◆ **Page text**
_ _ _ _

LSTC-MDA: A Unified Framework for Long-Short Term Temporal Convolution and Mixed Data Augmentation in Skeleton-Based Action Recognition
This work addresses action recognition for applications like surveillance and human-computer interaction, but it is incremental as it builds on existing temporal convolution and data augmentation methods.
The paper tackles the challenges of limited labeled data and modeling temporal dependencies in skeleton-based action recognition by proposing LSTC-MDA, a unified framework that achieves state-of-the-art results, including 94.1% on NTU 60 X-Sub and 90.4% on NTU 120 X-Sub.
Skeleton-based action recognition faces two longstanding challenges: the scarcity of labeled training samples and difficulty modeling short- and long-range temporal dependencies. To address these issues, we propose a unified framework, LSTC-MDA, which simultaneously improves temporal modeling and data diversity. We introduce a novel Long-Short Term Temporal Convolution (LSTC) module with parallel short- and long-term branches, these two feature branches are then aligned and fused adaptively using learned similarity weights to preserve critical long-range cues lost by conventional stride-2 temporal convolutions. We also extend Joint Mixing Data Augmentation (JMDA) with an Additive Mixup at the input level, diversifying training samples and restricting mixup operations to the same camera view to avoid distribution shifts. Ablation studies confirm each component contributes. LSTC-MDA achieves state-of-the-art results: 94.1% and 97.5% on NTU 60 (X-Sub and X-View), 90.4% and 92.0% on NTU 120 (X-Sub and X-Set),97.2% on NW-UCLA. Code: https://github.com/xiaobaoxia/LSTC-MDA.

_ _ _ _

◆ **Instruction 1**
Decide whether each statement agrees with the abstract on skeleton-based action recognition above. Give yes or no for (a), (b) and (c), and quote the deciding words. (a) The LSTC module has parallel short- and long-term branches. (b) Mixup operations may combine samples from different camera views. (c) LSTC-MDA scores 92.0% on NTU 60 X-View.

_ _ _ _

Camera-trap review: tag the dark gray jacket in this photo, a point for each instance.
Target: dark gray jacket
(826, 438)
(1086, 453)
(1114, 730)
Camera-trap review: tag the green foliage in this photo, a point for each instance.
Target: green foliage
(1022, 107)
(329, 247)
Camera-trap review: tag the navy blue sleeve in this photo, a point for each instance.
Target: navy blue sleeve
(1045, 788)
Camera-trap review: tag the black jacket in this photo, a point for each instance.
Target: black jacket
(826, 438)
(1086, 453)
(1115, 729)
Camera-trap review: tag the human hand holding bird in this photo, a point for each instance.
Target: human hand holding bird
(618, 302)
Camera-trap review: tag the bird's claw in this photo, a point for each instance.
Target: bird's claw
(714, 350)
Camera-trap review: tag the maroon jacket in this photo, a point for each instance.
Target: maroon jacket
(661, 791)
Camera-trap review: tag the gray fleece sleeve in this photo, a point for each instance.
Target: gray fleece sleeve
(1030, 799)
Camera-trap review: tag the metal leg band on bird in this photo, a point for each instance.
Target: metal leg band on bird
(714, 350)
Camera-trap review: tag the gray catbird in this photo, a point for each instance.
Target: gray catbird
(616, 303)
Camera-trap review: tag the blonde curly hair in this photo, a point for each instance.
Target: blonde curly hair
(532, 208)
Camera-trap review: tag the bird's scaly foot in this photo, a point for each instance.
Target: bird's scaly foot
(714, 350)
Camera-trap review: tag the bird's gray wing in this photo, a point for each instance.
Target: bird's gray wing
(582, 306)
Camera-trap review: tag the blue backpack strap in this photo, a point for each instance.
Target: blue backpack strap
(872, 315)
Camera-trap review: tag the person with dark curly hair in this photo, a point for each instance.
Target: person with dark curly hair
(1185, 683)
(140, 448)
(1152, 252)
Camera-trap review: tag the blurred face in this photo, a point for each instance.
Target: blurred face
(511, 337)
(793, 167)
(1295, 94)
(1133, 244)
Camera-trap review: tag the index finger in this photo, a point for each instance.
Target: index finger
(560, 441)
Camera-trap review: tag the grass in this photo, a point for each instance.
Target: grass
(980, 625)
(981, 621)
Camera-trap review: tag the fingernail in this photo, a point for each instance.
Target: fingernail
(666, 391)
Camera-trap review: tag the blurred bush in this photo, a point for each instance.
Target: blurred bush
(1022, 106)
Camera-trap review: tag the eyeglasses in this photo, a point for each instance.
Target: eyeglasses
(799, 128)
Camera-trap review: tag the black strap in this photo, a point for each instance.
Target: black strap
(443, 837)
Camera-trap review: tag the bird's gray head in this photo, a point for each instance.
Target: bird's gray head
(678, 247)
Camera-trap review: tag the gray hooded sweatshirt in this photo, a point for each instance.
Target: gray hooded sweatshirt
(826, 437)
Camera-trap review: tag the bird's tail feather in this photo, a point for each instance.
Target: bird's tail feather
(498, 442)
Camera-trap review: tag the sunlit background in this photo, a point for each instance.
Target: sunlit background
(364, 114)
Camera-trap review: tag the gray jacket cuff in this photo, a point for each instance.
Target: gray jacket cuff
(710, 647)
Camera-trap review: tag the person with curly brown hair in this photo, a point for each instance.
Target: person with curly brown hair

_ _ _ _

◆ **Instruction 2**
Count the lines of the records that contain the string "dark". Reply with the number only.

◆ **Right answer 1**
(a) Yes: "parallel short- and long-term branches"
(b) No: "restricting mixup operations to the same camera view to avoid distribution shifts"
(c) No: "94.1% and 97.5% on NTU 60 (X-Sub and X-View)"

◆ **Right answer 2**
4